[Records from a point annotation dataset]
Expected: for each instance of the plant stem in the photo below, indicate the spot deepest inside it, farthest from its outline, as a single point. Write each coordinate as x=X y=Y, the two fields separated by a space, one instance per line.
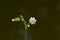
x=25 y=33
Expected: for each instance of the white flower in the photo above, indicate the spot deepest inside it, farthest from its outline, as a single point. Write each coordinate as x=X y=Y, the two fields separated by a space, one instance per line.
x=16 y=19
x=32 y=20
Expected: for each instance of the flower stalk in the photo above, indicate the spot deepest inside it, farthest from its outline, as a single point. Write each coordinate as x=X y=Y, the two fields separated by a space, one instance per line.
x=32 y=21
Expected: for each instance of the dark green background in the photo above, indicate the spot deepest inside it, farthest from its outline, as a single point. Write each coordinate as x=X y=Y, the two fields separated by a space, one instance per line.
x=47 y=13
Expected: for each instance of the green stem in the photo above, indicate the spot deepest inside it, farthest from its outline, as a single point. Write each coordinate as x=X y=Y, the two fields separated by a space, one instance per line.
x=25 y=32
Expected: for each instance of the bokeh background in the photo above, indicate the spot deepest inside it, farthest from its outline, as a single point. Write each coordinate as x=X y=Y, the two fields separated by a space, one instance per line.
x=47 y=13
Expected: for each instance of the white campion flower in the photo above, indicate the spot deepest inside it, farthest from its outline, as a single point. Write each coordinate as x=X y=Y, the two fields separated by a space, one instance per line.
x=32 y=20
x=16 y=19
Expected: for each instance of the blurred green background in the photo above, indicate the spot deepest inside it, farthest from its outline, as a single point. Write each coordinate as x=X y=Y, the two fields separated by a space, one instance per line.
x=47 y=13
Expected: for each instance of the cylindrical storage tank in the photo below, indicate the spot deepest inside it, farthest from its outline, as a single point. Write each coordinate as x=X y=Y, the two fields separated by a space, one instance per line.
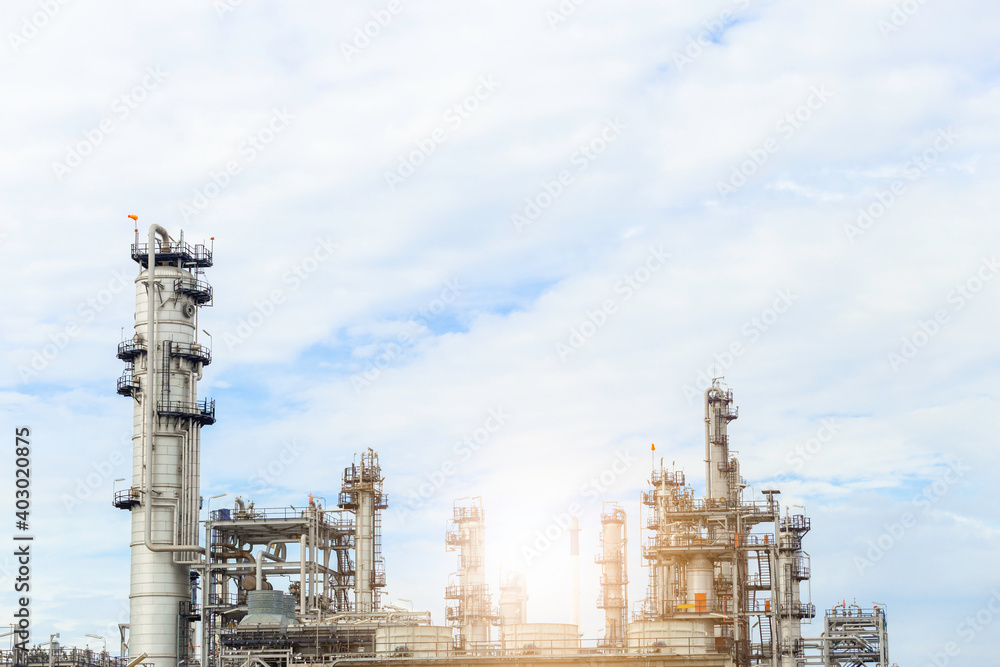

> **TASK PROMPT**: Locate every line in the records containing the word "dark" and copy each one out in full.

> **EXERCISE OUTPUT**:
Expected: for each instance of the dark green background in the photo above, indicate the spot deepest inside it, farthest from its outline, as a single point. Write each coordinate as x=X y=Y, the two fields separated by a space, one instance per line.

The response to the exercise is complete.